[Dataset rows]
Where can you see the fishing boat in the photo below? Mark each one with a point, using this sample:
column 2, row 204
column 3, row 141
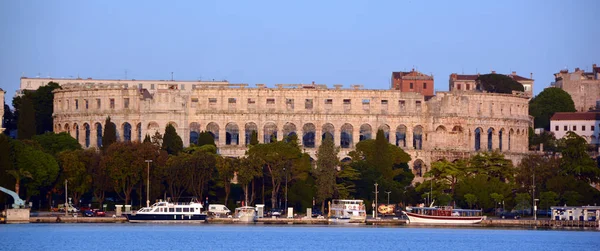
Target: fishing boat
column 245, row 214
column 347, row 211
column 168, row 212
column 442, row 215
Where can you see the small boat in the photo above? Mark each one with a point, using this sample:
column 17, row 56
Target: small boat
column 245, row 214
column 168, row 212
column 347, row 211
column 442, row 215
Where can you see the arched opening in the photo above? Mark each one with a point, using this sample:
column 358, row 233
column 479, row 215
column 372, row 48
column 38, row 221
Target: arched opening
column 346, row 136
column 418, row 168
column 477, row 139
column 289, row 129
column 232, row 134
column 213, row 129
column 365, row 132
column 86, row 127
column 500, row 133
column 249, row 128
column 490, row 139
column 98, row 135
column 194, row 132
column 386, row 131
column 401, row 136
column 308, row 135
column 270, row 132
column 418, row 137
column 327, row 130
column 126, row 132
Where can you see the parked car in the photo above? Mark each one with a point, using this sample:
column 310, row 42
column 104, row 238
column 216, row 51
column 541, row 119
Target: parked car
column 99, row 213
column 88, row 213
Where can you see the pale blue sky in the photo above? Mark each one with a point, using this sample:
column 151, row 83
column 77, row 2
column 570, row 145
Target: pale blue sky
column 330, row 42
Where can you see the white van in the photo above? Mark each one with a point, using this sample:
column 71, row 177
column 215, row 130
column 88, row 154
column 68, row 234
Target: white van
column 218, row 209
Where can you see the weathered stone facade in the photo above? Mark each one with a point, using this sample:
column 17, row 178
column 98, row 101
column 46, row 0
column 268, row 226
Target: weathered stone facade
column 450, row 125
column 584, row 87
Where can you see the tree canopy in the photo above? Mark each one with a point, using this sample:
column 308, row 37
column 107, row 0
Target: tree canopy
column 548, row 102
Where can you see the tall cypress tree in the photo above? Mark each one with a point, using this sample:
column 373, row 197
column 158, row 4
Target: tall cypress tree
column 26, row 123
column 172, row 143
column 110, row 133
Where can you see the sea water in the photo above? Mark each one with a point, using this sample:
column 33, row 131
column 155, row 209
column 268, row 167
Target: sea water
column 91, row 237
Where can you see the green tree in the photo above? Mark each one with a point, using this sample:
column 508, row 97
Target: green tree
column 26, row 125
column 29, row 160
column 325, row 173
column 55, row 143
column 110, row 134
column 548, row 199
column 75, row 172
column 575, row 160
column 172, row 143
column 471, row 199
column 499, row 83
column 206, row 138
column 548, row 102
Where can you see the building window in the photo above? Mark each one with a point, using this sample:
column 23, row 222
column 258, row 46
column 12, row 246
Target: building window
column 308, row 104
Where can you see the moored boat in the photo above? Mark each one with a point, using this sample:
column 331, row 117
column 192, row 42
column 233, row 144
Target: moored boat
column 442, row 215
column 168, row 212
column 347, row 211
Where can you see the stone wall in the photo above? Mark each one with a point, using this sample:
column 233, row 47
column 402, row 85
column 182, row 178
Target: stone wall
column 450, row 125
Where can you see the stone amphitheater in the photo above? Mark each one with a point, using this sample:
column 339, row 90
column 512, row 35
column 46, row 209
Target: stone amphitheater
column 451, row 125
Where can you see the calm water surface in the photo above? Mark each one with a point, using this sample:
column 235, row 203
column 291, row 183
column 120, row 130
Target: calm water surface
column 264, row 237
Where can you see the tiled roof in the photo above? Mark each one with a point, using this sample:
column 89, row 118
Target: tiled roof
column 576, row 116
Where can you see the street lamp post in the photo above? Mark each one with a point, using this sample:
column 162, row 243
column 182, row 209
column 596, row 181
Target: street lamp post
column 375, row 207
column 388, row 192
column 148, row 183
column 66, row 200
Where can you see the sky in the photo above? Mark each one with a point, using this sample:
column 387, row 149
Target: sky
column 271, row 42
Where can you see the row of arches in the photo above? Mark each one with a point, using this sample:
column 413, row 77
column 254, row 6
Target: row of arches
column 307, row 135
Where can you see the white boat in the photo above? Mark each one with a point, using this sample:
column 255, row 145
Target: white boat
column 443, row 215
column 352, row 211
column 168, row 212
column 246, row 214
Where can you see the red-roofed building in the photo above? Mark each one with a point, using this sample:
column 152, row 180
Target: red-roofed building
column 462, row 82
column 413, row 81
column 584, row 124
column 584, row 87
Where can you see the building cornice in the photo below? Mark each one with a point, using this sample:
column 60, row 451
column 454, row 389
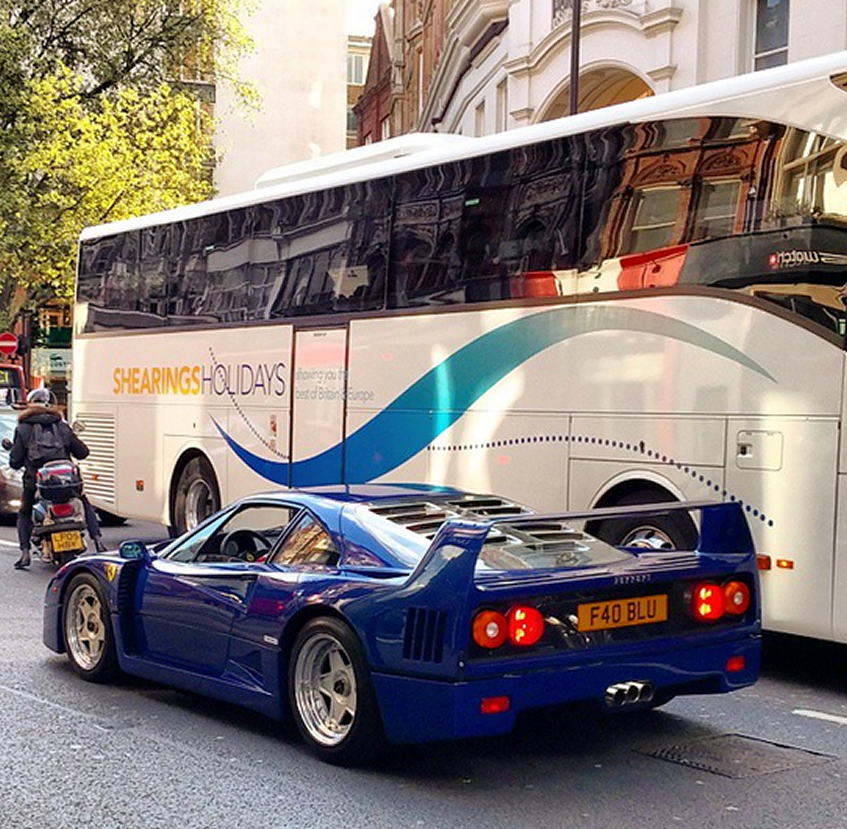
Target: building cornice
column 469, row 19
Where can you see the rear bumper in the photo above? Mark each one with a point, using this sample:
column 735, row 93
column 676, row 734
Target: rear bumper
column 421, row 710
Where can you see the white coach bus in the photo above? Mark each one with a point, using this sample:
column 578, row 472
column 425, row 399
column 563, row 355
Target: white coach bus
column 640, row 303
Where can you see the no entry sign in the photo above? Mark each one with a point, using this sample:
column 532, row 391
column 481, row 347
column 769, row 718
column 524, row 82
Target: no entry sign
column 8, row 343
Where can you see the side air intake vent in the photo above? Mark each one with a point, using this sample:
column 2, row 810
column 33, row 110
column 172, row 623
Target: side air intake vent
column 423, row 640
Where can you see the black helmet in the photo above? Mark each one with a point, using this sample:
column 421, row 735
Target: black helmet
column 38, row 397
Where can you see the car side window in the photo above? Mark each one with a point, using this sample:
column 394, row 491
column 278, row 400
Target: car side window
column 243, row 535
column 308, row 543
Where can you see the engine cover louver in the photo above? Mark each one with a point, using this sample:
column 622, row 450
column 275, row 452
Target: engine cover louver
column 423, row 639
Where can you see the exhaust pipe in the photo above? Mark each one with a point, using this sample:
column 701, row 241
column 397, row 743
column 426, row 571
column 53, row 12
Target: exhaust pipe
column 629, row 693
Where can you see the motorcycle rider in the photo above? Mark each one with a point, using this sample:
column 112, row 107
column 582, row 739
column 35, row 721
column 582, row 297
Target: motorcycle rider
column 39, row 410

- PROBLEM REQUIREMENTS:
Reproduce all of the material above word for word, leaving out the pictures.

- WORKED SOLUTION:
Where can you see the fishing boat in the photo below? Mark each one with a point, using this sample:
column 2, row 204
column 3, row 141
Target: fishing boat
column 245, row 214
column 347, row 211
column 168, row 212
column 442, row 215
Where can you see the small boat in the photo above? Mark each one with a point, using this sample:
column 17, row 56
Target: small boat
column 245, row 214
column 168, row 212
column 347, row 211
column 442, row 215
Where can you see the arched opening in the photo above? Mark each one with a point, using this sample:
column 358, row 233
column 479, row 215
column 372, row 48
column 38, row 221
Target: arched opening
column 346, row 136
column 418, row 168
column 477, row 139
column 289, row 129
column 232, row 134
column 213, row 129
column 365, row 132
column 86, row 127
column 500, row 133
column 249, row 128
column 490, row 139
column 98, row 135
column 194, row 132
column 386, row 131
column 401, row 136
column 308, row 135
column 270, row 132
column 418, row 137
column 327, row 130
column 126, row 132
Where can you see the parked car in the photo above? Mark each one with a point, using this sample:
column 310, row 42
column 104, row 238
column 216, row 51
column 541, row 119
Target: parked car
column 99, row 213
column 88, row 213
Where can you see the pale blue sky in the photo above? Mark each one with a point, using this sample:
column 151, row 83
column 77, row 2
column 570, row 145
Target: pale blue sky
column 330, row 42
Where can you see the white van in the photo above? Mark each one with a point, using this sample:
column 71, row 177
column 215, row 130
column 88, row 154
column 68, row 234
Target: white van
column 218, row 209
Where can you see the weathered stone facade in the photo above? Mark each one with a point, using this sample:
column 17, row 178
column 98, row 101
column 46, row 0
column 268, row 226
Target: weathered stone facade
column 450, row 125
column 584, row 87
Where can you see the tree canopy in the photo above? Mark each one with a point, using this sample:
column 308, row 37
column 107, row 0
Target: tree canopy
column 548, row 102
Where can you see the tall cypress tree in the photo above? Mark each one with a point, using this sample:
column 373, row 197
column 158, row 4
Target: tall cypress tree
column 26, row 123
column 172, row 143
column 110, row 133
Where can you see the sea water in the photo above? Mark each one with a point, using this sample:
column 33, row 131
column 155, row 209
column 268, row 167
Target: sea water
column 91, row 237
Where can you see the green tree in the photo above? Mark each one with a point, using this sample:
column 508, row 97
Target: green tree
column 26, row 125
column 29, row 160
column 325, row 173
column 55, row 143
column 110, row 134
column 548, row 199
column 75, row 172
column 575, row 160
column 172, row 143
column 471, row 199
column 499, row 83
column 206, row 138
column 548, row 102
Where can you see the building window in the photo above? Mark each one with a point, using this sample:
column 23, row 222
column 258, row 46
column 12, row 246
Target: building window
column 308, row 104
Where can you see the moored boat in the photo above? Mark each one with a point, using this sample:
column 331, row 117
column 192, row 42
column 233, row 144
Target: moored boat
column 442, row 215
column 168, row 212
column 347, row 211
Where can you see the stone wall in the photo above? Mark each one with a point, using this sample:
column 233, row 47
column 402, row 85
column 182, row 178
Target: stone wall
column 450, row 125
Where can you see the stone amphitheater in the photo above? Mark each one with a point, using this sample:
column 339, row 90
column 512, row 35
column 46, row 209
Target: stone amphitheater
column 451, row 125
Where can you see the calm water surface in the photo above? Mark each one with a point, using this sample:
column 235, row 203
column 291, row 183
column 120, row 130
Target: calm water surface
column 264, row 237
Where can you see the tiled roof in the photo above? Mark each one with a point, using this sample:
column 89, row 118
Target: tiled roof
column 576, row 116
Where can you see the street lamp post in the photo above? Mark each one with a point, using this sample:
column 162, row 243
column 182, row 209
column 596, row 181
Target: street lamp post
column 375, row 207
column 388, row 192
column 148, row 183
column 66, row 200
Where can you see the sky in the photo above? Mark each one with a point, using this sample:
column 387, row 149
Target: sky
column 271, row 42
Where can you see the row of arches in the photo above? Mark each one with a point, using this sample:
column 413, row 77
column 254, row 6
Target: row of arches
column 307, row 135
Where can you see the white boat in the photo above? Mark each one with a point, using this sample:
column 255, row 145
Target: white boat
column 443, row 215
column 352, row 211
column 168, row 212
column 246, row 214
Where can you see the red-roofed building in the photo above? Mark each one with a point, using this sample:
column 152, row 180
Target: red-roofed building
column 462, row 82
column 413, row 81
column 584, row 124
column 584, row 87
Where can you see the building cornice in the photo below? Mark each one with a point, using this sample:
column 60, row 451
column 454, row 389
Target: building cornice
column 469, row 19
Where can you see the rear bumper in the photo above? Mark each one with a point, using this sample:
column 735, row 93
column 676, row 734
Target: rear bumper
column 421, row 710
Where can you see the white coach bus in the photo above? Mark each one with a point, using this sample:
column 578, row 472
column 425, row 399
column 563, row 355
Target: white coach bus
column 640, row 303
Where can you see the no entry sign in the photo above? Mark each one with a point, using this sample:
column 532, row 391
column 481, row 347
column 769, row 718
column 524, row 82
Target: no entry sign
column 8, row 343
Where can you see the side air intake vent in the photo above? Mark each one with a point, using this sample:
column 2, row 810
column 33, row 110
column 172, row 623
Target: side air intake vent
column 423, row 640
Where can you see the black helmet in the photo above? Mark each one with a point, using this sample:
column 421, row 735
Target: black helmet
column 38, row 397
Where can you see the car side window in the photo above? Mark each one with a point, using this sample:
column 394, row 491
column 278, row 400
Target: car side window
column 243, row 535
column 308, row 543
Where can you see the engine cover louver in the photo above? Mark each one with a point, using this sample:
column 622, row 450
column 275, row 452
Target: engine cover louver
column 423, row 639
Where can you see the exhaust pipe in the photo above? Mark each one with a point, using this sample:
column 701, row 241
column 397, row 743
column 426, row 571
column 53, row 12
Target: exhaust pipe
column 629, row 693
Where can you see the motorcycle rider in the photo above? Mark each one with a point, using this sample:
column 112, row 107
column 582, row 739
column 35, row 721
column 582, row 297
Target: motorcycle rider
column 39, row 410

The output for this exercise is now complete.